ACTIVITY: Reproduce every line of the material, exactly as given.

EXERCISE INPUT:

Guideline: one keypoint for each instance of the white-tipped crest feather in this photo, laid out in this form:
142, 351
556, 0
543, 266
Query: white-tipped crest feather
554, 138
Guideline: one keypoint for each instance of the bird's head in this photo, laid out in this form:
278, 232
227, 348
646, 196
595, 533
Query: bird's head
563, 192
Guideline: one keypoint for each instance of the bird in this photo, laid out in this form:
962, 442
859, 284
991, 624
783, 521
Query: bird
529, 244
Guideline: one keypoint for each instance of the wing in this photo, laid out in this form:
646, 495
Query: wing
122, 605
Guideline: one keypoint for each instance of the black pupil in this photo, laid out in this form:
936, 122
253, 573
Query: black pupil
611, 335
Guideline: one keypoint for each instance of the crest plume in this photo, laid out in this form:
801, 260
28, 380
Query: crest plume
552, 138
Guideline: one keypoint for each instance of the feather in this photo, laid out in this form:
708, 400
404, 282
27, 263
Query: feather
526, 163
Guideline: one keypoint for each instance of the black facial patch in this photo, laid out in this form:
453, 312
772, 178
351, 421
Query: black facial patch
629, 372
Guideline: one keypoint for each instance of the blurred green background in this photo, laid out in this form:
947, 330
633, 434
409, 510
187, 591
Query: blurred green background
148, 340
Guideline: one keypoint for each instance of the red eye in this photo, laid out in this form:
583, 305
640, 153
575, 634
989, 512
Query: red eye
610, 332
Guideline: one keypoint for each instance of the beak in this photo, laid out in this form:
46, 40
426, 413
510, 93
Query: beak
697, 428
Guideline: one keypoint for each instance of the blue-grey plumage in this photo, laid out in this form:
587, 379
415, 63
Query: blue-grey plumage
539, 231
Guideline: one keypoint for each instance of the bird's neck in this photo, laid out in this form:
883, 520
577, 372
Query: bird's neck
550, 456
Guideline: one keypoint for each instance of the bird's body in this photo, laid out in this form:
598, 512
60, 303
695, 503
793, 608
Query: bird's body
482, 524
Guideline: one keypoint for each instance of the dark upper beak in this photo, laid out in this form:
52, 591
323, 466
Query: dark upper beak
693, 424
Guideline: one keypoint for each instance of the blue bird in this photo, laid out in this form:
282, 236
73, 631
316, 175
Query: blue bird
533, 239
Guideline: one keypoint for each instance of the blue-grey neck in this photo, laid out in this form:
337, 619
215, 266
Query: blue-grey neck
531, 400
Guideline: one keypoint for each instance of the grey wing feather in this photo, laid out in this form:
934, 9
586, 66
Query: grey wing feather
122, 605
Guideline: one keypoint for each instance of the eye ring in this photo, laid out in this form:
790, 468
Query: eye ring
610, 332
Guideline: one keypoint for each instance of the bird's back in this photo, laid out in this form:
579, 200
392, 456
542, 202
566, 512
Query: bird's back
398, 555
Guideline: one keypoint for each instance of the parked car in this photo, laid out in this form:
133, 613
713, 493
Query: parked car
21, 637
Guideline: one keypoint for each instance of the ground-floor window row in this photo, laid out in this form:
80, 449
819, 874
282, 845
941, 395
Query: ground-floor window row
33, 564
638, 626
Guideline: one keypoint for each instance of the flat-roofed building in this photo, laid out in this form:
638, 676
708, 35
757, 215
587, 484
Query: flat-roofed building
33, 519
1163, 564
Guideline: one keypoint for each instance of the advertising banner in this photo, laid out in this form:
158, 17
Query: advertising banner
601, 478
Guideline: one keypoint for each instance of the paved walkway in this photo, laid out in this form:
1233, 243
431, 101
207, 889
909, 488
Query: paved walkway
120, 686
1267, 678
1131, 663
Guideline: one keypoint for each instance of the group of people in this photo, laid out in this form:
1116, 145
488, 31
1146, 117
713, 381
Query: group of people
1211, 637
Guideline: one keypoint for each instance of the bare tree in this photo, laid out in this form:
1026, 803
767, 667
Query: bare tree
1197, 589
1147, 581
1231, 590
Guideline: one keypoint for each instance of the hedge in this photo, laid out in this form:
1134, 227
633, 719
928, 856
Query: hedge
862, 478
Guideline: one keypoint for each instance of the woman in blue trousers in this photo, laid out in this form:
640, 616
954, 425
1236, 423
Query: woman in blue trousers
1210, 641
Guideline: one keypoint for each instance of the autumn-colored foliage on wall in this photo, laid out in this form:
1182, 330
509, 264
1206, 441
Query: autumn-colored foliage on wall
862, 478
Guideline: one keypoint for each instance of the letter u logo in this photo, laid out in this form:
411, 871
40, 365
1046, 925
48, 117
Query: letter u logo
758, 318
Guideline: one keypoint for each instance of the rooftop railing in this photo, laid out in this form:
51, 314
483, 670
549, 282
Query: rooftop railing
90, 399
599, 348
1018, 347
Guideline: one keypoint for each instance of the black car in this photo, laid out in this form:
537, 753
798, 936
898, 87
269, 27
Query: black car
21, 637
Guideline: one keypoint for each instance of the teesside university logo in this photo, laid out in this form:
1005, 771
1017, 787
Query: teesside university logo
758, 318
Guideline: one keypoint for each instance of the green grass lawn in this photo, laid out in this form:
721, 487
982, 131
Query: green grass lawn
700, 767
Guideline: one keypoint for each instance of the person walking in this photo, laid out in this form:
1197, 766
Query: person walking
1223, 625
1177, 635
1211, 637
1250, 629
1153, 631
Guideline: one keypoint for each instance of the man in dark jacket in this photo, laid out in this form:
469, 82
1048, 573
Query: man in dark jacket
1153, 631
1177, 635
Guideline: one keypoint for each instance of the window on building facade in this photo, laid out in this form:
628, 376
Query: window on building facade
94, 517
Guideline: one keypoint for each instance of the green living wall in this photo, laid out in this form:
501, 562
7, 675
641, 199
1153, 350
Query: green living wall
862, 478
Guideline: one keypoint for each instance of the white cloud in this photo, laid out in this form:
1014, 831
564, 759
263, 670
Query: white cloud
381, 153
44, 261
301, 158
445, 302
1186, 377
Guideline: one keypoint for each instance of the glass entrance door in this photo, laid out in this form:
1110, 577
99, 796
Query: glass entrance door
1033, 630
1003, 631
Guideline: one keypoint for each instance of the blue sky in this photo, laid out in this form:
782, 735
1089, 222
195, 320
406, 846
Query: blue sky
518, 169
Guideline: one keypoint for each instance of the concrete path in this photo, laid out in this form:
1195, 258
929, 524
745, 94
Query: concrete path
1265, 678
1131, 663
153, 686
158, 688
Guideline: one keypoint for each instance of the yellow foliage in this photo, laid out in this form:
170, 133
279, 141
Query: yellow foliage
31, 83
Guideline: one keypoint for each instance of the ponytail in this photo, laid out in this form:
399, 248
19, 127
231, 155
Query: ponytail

REPLY:
Guideline: one keypoint for each instance of the white-tipped crest feather in this photo, laid out in this form:
142, 351
556, 0
543, 266
Query: white-tipped crest feather
554, 138
Guideline: one keypoint for each instance of the bird's head in this photo, laid out in this form:
278, 232
227, 348
646, 196
595, 533
Query: bird's head
563, 192
Guideline: one keypoint for each instance of the bird in this photo, laid out in this form:
962, 442
859, 284
991, 624
783, 521
Query: bird
529, 244
Guideline: one keypoint for each instance of the wing in this photo, laid out in this form:
646, 495
Query: wing
122, 605
Guideline: one keypoint for each instance of the black pupil in this photo, laid out in this form:
936, 122
253, 573
Query: black pupil
611, 335
Guideline: one keypoint for each instance of the crest plume in this photo, laid out in this form:
801, 260
28, 380
Query: crest plume
552, 138
Guideline: one keypoint for each instance of the feather in this photo, laid out in this form:
708, 400
404, 282
27, 263
Query: feather
526, 163
Guideline: one keypoint for each instance of the black facial patch in this photo, laid out in this form:
453, 312
772, 178
351, 421
Query: black facial patch
629, 372
Guideline: one keypoint for each instance of the blurred green background in this photo, laid out in this form:
947, 330
633, 434
409, 510
187, 591
Query: blurred green background
148, 340
Guideline: one keypoint for each instance of the red eye in this photo, laid out in this form:
583, 305
640, 153
575, 634
989, 512
Query: red eye
610, 332
Guideline: one keypoint for each instance of the beak in this photo, laid out in this form:
46, 40
426, 413
510, 93
Query: beak
697, 428
Guideline: one keypoint for each instance of the blue-grey plumage in this photo, laid out in this form:
587, 379
415, 63
Query: blue-grey plumage
539, 231
Guideline: one keypoint for each instance of the bird's neck in this photo, laid out in this form:
883, 520
577, 372
Query: bird's neck
550, 456
Guideline: one keypoint for each instance of the bird's body in this photo, laid out in this form:
598, 512
60, 303
695, 503
793, 608
Query: bird's body
482, 524
Guideline: one keypoint for each instance of the dark upper beak in this photo, laid out in this form:
52, 591
323, 466
Query: dark upper beak
693, 424
Guideline: one keypoint for each instance of the blue bird in this photo, laid out in this form:
282, 236
73, 631
316, 175
Query: blue bird
533, 239
Guideline: one keypoint for each instance of the blue-grey neck in this photo, laid out in this form:
337, 619
215, 266
Query: blue-grey neck
531, 400
Guideline: one keypoint for each instance of the grey wing feather in this photo, laid out in this form:
934, 9
586, 66
Query: grey wing feather
122, 605
Guideline: one keypoint for each instance of the eye ring in this photo, laid out in this form:
790, 468
Query: eye ring
610, 332
Guideline: one keypoint for each instance of the bird's back in this photo, laid out in this form:
579, 200
392, 456
542, 202
566, 512
Query: bird's back
398, 555
Guideline: one keypoint for each instance of the parked car in this photo, laid out in this form:
133, 613
713, 493
Query: parked car
21, 637
Guideline: one keypoint for each instance of the ground-floor window row in this photo, laid out in this form:
80, 449
819, 874
282, 845
941, 395
Query: ground-floor window row
33, 564
638, 626
Guideline: one keypoint for each instance of the flat-roofed building in this photo, laid out in this form:
638, 676
708, 35
757, 215
587, 484
Query: flat-roofed building
33, 519
1163, 564
Guideline: one keypoint for each instance of the advertising banner in this photo, laid out in this form:
158, 17
Query: advertising banner
601, 478
Guideline: one keypoint for each instance of the paved walkway in this photo, laid out in this form:
1233, 243
431, 101
207, 889
909, 488
Query: paved walkway
120, 686
1267, 678
1131, 663
Guideline: one keypoint for each instance of the group of people in this photo, laid out in this form:
1116, 145
488, 31
1146, 117
713, 381
Query: group of people
1211, 637
Guideline: one keypoint for each instance of the bare tree in this photo, laid out in this form:
1026, 803
767, 667
Query: bare tree
1197, 589
1147, 581
1231, 590
Guideline: one keypoint for each instance of the hedge in this photo, laid out in this form:
1134, 227
633, 719
928, 856
Query: hedge
862, 478
Guideline: one keypoint for each instance of the woman in blue trousers in this photo, laid out in this form:
640, 616
954, 425
1236, 423
Query: woman in blue trousers
1210, 641
Guideline: one keypoint for each instance of the autumn-colored foliage on wall in this photo, laid out in this form:
1182, 330
509, 264
1206, 441
Query: autumn-colored foliage on wall
862, 478
Guideline: one keypoint for each instance of the letter u logo in this photo, laid out in this form:
411, 871
40, 365
1046, 925
48, 117
Query: letter u logo
758, 318
Guideline: one keypoint for each instance of the rooftop railing in this photo, laid out in this form:
51, 314
483, 670
549, 282
Query: rooftop railing
90, 399
599, 348
1018, 347
Guideline: one keypoint for each instance of the black car in this photo, laid out in this form:
537, 753
798, 936
898, 87
269, 27
Query: black car
21, 637
Guideline: one keypoint for each instance of the teesside university logo in this photo, laid out in this form:
1005, 771
1017, 787
Query: teesside university logo
758, 318
Guideline: one keypoint for each instance of the green grass lawn in this photo, laid out in this form:
721, 487
982, 131
Query: green grass lawn
700, 767
Guideline: one keypoint for each instance of the person walking in this photo, laid out in this form:
1197, 766
Query: person walking
1223, 625
1177, 635
1211, 637
1250, 629
1153, 631
Guideline: one keypoint for each instance of the man in dark jacket in this photo, laid out in this form:
469, 82
1048, 573
Query: man in dark jacket
1153, 631
1177, 635
Guideline: one keypoint for each instance of the window on building facade in this photo, laid out in this form:
628, 376
Query: window on building facade
94, 517
Guideline: one keypoint for each instance of the green living wall in this photo, laid out in this form:
501, 562
7, 675
641, 199
1153, 350
Query: green living wall
862, 478
Guideline: one keypoint for each instance of the white cloud in this photo, laid out in this form:
1014, 831
564, 759
263, 670
Query: white cloud
381, 153
44, 261
301, 158
445, 302
1186, 377
Guideline: one keypoint for each instance of the glass entrance door in this photo, laid out in this form:
1110, 577
99, 796
Query: glass entrance door
1033, 630
1003, 631
Guideline: one keypoint for each instance of the blue sky in this photo, laid out in this form:
782, 735
1089, 222
195, 320
406, 846
Query: blue sky
518, 169
Guideline: one keypoint for each instance of the concrete path in this photo, laid out in this form:
1195, 258
929, 524
745, 94
Query: concrete path
1265, 678
1131, 663
153, 686
158, 688
Guideline: one keypoint for each instance of the yellow foliage in this photo, laid out in this form:
170, 133
279, 141
Query: yellow foliage
31, 83
Guideline: one keypoint for each instance of the ponytail in this photo, laid out in this form:
399, 248
19, 127
231, 155
Query: ponytail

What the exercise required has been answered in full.